# [Goal of the exercise]
Convert the items below into a Markdown table with the columns "Row" and "Item," putting a running row number in the first column and one line per row in the second, and skip any blank lines.

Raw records
-----

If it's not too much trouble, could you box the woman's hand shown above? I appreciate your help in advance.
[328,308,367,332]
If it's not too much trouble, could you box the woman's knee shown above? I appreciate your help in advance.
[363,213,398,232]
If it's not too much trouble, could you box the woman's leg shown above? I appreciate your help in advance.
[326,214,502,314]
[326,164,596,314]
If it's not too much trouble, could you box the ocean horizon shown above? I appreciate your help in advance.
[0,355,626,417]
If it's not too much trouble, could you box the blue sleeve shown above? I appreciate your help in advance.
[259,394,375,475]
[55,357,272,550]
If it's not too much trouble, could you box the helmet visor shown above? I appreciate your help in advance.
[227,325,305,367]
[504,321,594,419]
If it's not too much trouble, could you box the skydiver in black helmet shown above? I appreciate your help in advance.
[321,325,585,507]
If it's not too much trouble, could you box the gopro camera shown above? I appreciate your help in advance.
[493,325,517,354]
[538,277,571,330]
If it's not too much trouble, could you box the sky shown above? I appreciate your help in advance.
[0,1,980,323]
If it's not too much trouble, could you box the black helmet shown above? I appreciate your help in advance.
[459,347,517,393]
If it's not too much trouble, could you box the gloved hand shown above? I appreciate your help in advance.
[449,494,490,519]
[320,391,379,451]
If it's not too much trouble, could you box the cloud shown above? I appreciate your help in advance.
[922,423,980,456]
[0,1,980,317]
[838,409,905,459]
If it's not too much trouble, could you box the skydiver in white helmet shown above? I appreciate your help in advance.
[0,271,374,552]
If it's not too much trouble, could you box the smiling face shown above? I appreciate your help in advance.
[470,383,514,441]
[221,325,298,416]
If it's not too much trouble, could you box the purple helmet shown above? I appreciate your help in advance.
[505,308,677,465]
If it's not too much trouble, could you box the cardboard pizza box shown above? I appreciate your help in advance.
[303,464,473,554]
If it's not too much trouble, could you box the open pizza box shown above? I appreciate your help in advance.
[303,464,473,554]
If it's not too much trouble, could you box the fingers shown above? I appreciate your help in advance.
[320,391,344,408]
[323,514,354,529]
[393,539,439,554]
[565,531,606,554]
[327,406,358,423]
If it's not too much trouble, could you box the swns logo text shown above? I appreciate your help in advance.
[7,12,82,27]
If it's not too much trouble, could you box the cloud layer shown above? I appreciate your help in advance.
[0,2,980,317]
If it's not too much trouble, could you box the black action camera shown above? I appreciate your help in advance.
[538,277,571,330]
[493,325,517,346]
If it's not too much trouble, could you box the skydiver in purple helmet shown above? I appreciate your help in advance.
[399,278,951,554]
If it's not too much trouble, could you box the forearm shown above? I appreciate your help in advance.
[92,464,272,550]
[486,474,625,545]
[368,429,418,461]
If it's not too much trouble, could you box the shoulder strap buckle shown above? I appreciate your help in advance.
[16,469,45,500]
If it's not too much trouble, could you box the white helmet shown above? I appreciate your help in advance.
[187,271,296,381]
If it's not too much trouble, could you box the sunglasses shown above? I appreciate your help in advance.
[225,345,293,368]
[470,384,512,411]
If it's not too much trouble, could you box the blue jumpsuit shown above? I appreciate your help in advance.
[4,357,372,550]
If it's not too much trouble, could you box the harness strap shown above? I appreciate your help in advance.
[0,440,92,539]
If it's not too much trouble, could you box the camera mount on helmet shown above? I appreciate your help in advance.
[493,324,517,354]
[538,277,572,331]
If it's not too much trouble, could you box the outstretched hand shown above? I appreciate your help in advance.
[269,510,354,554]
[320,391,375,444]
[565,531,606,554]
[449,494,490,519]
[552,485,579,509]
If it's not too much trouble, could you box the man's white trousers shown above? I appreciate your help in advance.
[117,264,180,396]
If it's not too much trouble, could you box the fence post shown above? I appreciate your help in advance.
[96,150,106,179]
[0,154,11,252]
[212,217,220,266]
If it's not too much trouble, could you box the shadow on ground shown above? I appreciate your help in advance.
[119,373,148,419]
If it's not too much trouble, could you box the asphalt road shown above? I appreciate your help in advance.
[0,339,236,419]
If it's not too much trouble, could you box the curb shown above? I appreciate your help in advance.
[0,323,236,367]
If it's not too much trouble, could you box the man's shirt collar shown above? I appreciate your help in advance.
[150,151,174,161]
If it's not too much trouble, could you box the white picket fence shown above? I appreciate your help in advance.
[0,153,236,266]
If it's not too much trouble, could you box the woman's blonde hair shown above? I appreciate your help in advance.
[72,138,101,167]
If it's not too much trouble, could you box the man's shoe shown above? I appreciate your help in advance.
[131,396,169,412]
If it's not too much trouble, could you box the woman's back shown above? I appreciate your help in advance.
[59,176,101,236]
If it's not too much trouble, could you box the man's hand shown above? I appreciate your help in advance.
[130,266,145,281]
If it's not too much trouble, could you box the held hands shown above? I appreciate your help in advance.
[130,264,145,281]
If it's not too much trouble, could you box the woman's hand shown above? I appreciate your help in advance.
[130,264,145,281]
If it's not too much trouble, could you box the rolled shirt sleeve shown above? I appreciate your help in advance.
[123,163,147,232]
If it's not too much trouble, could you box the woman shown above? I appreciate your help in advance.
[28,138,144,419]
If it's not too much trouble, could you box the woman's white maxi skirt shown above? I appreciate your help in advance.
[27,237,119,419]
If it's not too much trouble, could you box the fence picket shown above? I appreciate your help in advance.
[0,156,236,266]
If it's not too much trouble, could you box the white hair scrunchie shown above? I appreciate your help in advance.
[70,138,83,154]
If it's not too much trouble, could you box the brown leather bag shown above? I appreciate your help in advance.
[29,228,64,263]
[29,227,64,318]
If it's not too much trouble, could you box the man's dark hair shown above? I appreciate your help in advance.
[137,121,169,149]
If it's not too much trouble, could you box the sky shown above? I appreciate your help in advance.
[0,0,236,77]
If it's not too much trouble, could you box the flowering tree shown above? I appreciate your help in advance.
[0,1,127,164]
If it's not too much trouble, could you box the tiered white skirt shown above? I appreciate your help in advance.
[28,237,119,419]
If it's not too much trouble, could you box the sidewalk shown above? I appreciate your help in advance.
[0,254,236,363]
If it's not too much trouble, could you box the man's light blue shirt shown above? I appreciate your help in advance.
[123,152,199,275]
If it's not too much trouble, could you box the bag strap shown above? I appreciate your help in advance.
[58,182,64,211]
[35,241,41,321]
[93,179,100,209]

-----

# [Result]
| Row | Item |
|---|---|
| 1 | If it's not too much trouble, could you box the woman's hand shown above? I appreciate your help in advance. |
| 2 | [328,308,367,332] |
| 3 | If it's not too much trouble, could you box the woman's knee shown above? I appreciate your help in advance. |
| 4 | [363,213,398,232] |
| 5 | If it's not too much trouble, could you box the woman's leg shown above? I appreciate your help in advance. |
| 6 | [326,214,502,314] |
| 7 | [326,164,596,314] |
| 8 | If it's not too much trouble, could you box the ocean horizon shown above? I appreciate your help in advance. |
| 9 | [0,355,626,417] |
| 10 | If it's not too much trouble, could you box the blue sleeve shown above? I appreciate your help in advance. |
| 11 | [259,394,375,475] |
| 12 | [55,357,272,550] |
| 13 | If it's not too much trouble, could you box the helmet visor shown above? I appreciate your help in advance. |
| 14 | [227,325,305,367] |
| 15 | [504,321,594,419] |
| 16 | If it's not too much trouble, could you box the skydiver in black helmet shown above? I appreciate your help in advance. |
| 17 | [321,325,585,507] |
| 18 | If it's not too much trouble, could you box the gopro camera shown above? I appreciate your help in advance. |
| 19 | [493,325,517,354] |
| 20 | [538,277,571,330] |
| 21 | If it's not too much trouble, could you box the sky shown above? I appreciate your help in advance. |
| 22 | [0,1,980,323] |
| 23 | If it's not too much trouble, could you box the black helmet shown above? I appreciate your help in advance. |
| 24 | [459,347,517,393] |
| 25 | If it's not too much trouble, could you box the gloved hand shown above? I appreciate your help in advance. |
| 26 | [449,494,490,519] |
| 27 | [320,391,379,451] |
| 28 | If it's not too much trouble, could you box the cloud shown above? I appreciate your help in advance. |
| 29 | [922,423,980,456] |
| 30 | [0,1,980,317] |
| 31 | [838,409,905,459] |
| 32 | If it's not too much trouble, could you box the skydiver in white helmet shown above? I appreciate your help in advance. |
| 33 | [0,271,374,552] |
| 34 | If it's not too much trouble, could you box the smiling face shown above? I appreciate your help in advance. |
| 35 | [470,383,514,441] |
| 36 | [221,325,298,416] |
| 37 | If it's not too much trouble, could you box the purple helmet shown above? I appreciate your help in advance. |
| 38 | [505,308,677,465] |
| 39 | If it's not too much trouble, could you box the cardboard pizza box shown above? I appreciate your help in advance. |
| 40 | [303,464,473,554] |
| 41 | If it's not too much trouble, could you box the open pizza box shown above? I appreciate your help in advance. |
| 42 | [303,464,473,554] |
| 43 | If it's not too much trouble, could you box the fingers shown above? I appreciate your help in advance. |
| 44 | [320,391,344,408] |
| 45 | [323,514,354,529] |
| 46 | [393,539,439,554] |
| 47 | [565,531,606,554] |
| 48 | [327,406,358,423] |
| 49 | If it's not too much trouble, could you box the swns logo text shown above? I appreciate your help in advance. |
| 50 | [7,12,82,27] |
| 51 | If it's not too much trouble, could you box the cloud layer shown above? I appreciate your help in advance. |
| 52 | [0,2,980,317] |
| 53 | If it's not too much trouble, could you box the black action camera shown above? I appreciate your help in advance. |
| 54 | [538,277,571,330] |
| 55 | [493,325,517,346] |
| 56 | If it's not too much trouble, could you box the skydiver in purple helmet shown above? I appreciate your help in advance. |
| 57 | [399,278,951,554] |
| 58 | If it's not too much trouble, could you box the forearm shown above? I appreciate your help in advance. |
| 59 | [92,464,272,550] |
| 60 | [486,474,625,545] |
| 61 | [368,429,418,461] |
| 62 | If it's not too much trouble, could you box the shoulder strap buckle shown above? I appreciate your help in advance. |
| 63 | [16,469,45,500] |
| 64 | If it's not too much trouble, could you box the white helmet shown above? I appreciate your help in advance. |
| 65 | [187,271,296,381] |
| 66 | If it's not too much trouble, could you box the sunglasses shown above? I appreciate your help in advance. |
| 67 | [225,345,293,368] |
| 68 | [470,384,512,411] |
| 69 | If it's not too much trouble, could you box the blue jumpsuit shown above? I appreciate your help in advance. |
| 70 | [4,357,372,550] |
| 71 | If it's not too much trouble, could you box the harness strap shown above? I appreciate your help in advance. |
| 72 | [0,440,92,539] |
| 73 | If it's not too much trouble, could you box the camera mount on helmet shown above? I appreciate your help in advance. |
| 74 | [493,324,517,354] |
| 75 | [538,277,572,331] |
| 76 | If it's not too much trouble, could you box the outstretched hand shown above? I appreciate your help in advance. |
| 77 | [269,510,354,554] |
| 78 | [320,391,375,444] |
| 79 | [565,531,606,554] |
| 80 | [449,494,490,519] |
| 81 | [552,485,579,509] |
| 82 | If it's not too much trouble, could you box the man's white trousers shown above? I appreciate your help in advance. |
| 83 | [117,264,180,396] |
| 84 | If it's not too much trouble, could you box the fence post shown above? I appreciate your help in advance. |
| 85 | [96,150,106,179] |
| 86 | [0,154,11,252] |
| 87 | [212,217,220,266] |
| 88 | If it's not too much trouble, could you box the shadow on ground shown above? I appreciate your help in advance. |
| 89 | [119,373,148,419] |
| 90 | If it's not too much trouble, could you box the asphalt road shown above? I appreciate your help in advance. |
| 91 | [0,339,236,419] |
| 92 | If it's not too much trouble, could you box the curb shown above? I appreciate your help in advance. |
| 93 | [0,323,236,367] |
| 94 | If it's not too much trouble, could you box the man's shirt collar shown above? I appreciate your help in advance. |
| 95 | [150,151,174,161] |
| 96 | If it's not too much trouble, could you box the white picket fence shown above? I appreciate your help in advance. |
| 97 | [0,153,236,266] |
| 98 | If it's not too much trouble, could you box the woman's blonde hair shown above? I appreciate your help in advance. |
| 99 | [72,138,101,167] |
| 100 | If it's not too much trouble, could you box the man's shoe shown above? I appreciate your help in advance. |
| 101 | [131,396,169,412] |
| 102 | If it's not too much trouble, could you box the woman's back shown above? I appreciate your help in advance. |
| 103 | [59,176,101,236] |
| 104 | If it's not too much trouble, could you box the man's hand shown above? I appreciate your help in advance. |
| 105 | [130,266,145,281] |
| 106 | If it's not too much trouble, could you box the held hands shown above? I appreciate your help in advance. |
| 107 | [130,264,145,281] |
| 108 | If it's not too much trouble, could you box the woman's hand shown above? I appreciate your help in advance. |
| 109 | [130,264,145,281] |
| 110 | If it's not too much trouble, could you box the rolled shirt sleeve shown above? I appreciate your help in advance. |
| 111 | [123,163,147,232] |
| 112 | If it's not too much trouble, could you box the woman shown above? I appreciate your help in advance. |
| 113 | [28,138,144,419] |
| 114 | If it's not too much trouble, could you box the woman's white maxi skirt shown above? I appreciate your help in advance. |
| 115 | [27,237,119,419] |
| 116 | If it's not too much trouble, could you box the fence picket shown above? I appreciate your help in advance. |
| 117 | [0,156,236,266] |
| 118 | If it's not too much trouble, could you box the white hair scrunchie shown above? I appreciate your help in advance. |
| 119 | [70,138,83,154] |
| 120 | If it's not too much trouble, could you box the brown leather bag shown above? I appreciate your help in advance. |
| 121 | [29,228,64,263] |
| 122 | [29,227,64,318] |
| 123 | If it's not too much trouble, could you box the man's dark hair shown above? I appreciate your help in advance. |
| 124 | [137,121,169,149] |
| 125 | If it's not too much trouble, could you box the sky shown above? I appreciate your help in advance. |
| 126 | [0,0,236,77] |
| 127 | If it's not too much trouble, could you box the flowering tree shown above? I appreciate your help in advance. |
| 128 | [0,1,127,164] |
| 129 | If it's not too much trouble, could you box the tiered white skirt shown above? I appreciate your help in advance. |
| 130 | [28,237,119,419] |
| 131 | If it's not too much trouble, could you box the sidewalk shown above? I appreciate your help in advance. |
| 132 | [0,254,236,363] |
| 133 | If it's not too much trouble, could you box the man's light blue shirt shown above? I appreciate your help in advance. |
| 134 | [123,152,199,275] |
| 135 | If it's not too much trouble, could you box the bag strap shown above? I appreciate your help in advance. |
| 136 | [58,182,64,211] |
| 137 | [35,241,41,321] |
| 138 | [93,179,100,209] |